*** Opening Data for this task ***
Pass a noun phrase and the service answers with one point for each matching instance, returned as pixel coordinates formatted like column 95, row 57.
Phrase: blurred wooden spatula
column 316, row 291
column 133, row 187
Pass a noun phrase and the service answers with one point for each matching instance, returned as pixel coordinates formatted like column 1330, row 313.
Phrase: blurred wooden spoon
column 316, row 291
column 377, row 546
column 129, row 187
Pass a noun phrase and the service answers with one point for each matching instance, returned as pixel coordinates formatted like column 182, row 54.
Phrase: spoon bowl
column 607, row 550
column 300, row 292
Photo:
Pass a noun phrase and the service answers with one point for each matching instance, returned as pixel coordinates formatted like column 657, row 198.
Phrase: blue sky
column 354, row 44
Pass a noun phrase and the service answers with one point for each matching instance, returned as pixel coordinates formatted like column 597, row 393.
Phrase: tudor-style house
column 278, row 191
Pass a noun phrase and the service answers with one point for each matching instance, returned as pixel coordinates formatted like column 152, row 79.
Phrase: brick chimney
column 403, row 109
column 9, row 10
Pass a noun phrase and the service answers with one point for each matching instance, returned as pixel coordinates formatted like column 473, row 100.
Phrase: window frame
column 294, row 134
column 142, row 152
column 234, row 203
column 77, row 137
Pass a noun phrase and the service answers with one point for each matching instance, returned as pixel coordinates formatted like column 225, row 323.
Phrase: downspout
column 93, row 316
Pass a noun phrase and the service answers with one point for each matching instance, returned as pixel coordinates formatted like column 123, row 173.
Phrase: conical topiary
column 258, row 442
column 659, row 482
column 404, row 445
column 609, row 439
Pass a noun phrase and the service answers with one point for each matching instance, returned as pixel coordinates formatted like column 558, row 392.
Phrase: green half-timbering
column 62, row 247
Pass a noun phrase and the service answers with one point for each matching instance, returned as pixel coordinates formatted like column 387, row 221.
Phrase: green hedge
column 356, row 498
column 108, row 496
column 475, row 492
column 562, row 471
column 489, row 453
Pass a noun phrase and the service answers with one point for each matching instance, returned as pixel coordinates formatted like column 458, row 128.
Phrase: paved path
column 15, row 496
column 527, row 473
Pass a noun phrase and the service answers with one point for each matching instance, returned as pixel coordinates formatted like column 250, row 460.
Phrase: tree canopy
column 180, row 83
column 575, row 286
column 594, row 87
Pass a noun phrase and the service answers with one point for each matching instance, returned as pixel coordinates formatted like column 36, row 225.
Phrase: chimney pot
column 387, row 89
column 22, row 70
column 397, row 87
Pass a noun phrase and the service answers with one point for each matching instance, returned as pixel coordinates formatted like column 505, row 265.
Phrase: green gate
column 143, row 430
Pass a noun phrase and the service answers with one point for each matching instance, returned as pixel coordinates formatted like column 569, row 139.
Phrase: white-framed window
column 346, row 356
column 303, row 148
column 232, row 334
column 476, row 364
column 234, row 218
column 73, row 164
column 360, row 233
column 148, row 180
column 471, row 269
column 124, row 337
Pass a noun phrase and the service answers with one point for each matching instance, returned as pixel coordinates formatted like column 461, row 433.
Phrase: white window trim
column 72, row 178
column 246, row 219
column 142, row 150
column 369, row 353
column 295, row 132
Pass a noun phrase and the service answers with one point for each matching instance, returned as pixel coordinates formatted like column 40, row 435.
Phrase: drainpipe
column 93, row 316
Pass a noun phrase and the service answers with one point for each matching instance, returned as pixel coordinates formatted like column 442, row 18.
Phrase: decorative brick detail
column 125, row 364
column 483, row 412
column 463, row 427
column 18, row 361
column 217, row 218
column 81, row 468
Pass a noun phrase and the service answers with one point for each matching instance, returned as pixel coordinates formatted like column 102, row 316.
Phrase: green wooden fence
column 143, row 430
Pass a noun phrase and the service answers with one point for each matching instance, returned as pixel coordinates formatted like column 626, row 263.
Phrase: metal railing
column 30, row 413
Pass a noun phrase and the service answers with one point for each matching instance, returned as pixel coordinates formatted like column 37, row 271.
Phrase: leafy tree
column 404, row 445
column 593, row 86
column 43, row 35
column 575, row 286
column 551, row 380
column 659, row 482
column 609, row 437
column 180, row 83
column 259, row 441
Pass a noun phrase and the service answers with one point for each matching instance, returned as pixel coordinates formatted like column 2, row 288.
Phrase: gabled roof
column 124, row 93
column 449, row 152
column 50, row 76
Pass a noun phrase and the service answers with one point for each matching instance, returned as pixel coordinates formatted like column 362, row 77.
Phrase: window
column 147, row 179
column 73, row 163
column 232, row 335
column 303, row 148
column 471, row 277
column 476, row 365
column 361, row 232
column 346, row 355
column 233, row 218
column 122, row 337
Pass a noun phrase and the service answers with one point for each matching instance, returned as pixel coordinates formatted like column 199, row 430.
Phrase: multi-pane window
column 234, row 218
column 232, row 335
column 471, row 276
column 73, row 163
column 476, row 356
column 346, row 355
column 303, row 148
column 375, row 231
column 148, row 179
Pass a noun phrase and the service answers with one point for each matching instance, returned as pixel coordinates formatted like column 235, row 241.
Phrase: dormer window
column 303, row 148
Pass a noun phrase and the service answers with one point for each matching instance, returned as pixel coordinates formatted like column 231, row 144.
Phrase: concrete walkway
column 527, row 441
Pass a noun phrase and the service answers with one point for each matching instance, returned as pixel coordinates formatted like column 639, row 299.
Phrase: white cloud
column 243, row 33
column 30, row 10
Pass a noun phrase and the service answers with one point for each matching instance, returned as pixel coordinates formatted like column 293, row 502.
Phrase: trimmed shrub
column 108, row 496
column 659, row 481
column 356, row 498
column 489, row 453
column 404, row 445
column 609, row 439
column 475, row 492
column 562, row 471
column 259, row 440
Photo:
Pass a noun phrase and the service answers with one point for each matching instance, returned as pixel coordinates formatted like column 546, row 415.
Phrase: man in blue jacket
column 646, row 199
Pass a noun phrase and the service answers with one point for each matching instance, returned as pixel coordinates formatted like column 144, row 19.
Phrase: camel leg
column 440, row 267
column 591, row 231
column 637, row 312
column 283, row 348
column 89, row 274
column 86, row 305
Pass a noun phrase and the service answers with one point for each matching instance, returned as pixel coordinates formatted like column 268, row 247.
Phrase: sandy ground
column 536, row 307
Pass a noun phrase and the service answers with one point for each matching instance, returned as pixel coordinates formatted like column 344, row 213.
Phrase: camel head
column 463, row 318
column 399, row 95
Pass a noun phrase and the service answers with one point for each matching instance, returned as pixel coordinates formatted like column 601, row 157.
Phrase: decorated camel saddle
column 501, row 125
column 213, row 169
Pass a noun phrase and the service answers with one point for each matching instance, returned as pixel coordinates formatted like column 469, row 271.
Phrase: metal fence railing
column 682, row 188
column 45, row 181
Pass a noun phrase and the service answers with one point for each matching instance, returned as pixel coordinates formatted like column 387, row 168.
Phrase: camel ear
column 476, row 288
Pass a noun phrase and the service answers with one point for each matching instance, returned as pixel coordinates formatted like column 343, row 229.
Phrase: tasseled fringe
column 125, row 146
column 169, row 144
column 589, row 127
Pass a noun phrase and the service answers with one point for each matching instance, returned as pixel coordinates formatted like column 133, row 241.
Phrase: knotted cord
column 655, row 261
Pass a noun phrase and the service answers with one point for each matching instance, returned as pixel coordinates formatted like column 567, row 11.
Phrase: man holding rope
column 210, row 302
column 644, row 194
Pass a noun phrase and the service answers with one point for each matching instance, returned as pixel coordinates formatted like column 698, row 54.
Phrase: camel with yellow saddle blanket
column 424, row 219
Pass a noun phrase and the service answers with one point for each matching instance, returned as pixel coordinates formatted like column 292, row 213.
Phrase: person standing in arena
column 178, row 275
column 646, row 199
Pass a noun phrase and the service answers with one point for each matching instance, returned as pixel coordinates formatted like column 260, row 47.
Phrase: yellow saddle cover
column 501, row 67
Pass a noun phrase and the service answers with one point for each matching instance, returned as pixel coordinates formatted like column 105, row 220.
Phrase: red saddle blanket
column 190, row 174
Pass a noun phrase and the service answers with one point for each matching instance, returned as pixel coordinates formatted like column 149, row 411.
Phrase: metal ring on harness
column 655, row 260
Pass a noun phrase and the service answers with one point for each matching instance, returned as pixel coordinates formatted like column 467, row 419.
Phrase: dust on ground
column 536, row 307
*** Closing Data for this task ***
» Exercise requirements: Set down nothing but the lines from the one with "260, row 47." through the end of the records, keeping each line exactly as written and including both ends.

» Result of the task:
Pass a noun phrase and the service answers with one point for each matching instance, returned as pixel coordinates formatted like column 260, row 47.
Phrase: yellow saddle cover
column 501, row 67
Pass a noun phrase and the service answers with one point for each matching instance, returned as pixel coordinates formatted like column 105, row 220.
Phrase: red saddle blanket
column 190, row 174
Pass a noun phrase and the service answers with one point for each matching instance, returned as pixel coordinates formatted like column 149, row 411.
Phrase: metal ring on harness
column 655, row 260
Pass a noun phrase and the service answers with one point for each matching instance, returned as pixel coordinates formatted like column 467, row 419.
Phrase: dust on ground
column 536, row 307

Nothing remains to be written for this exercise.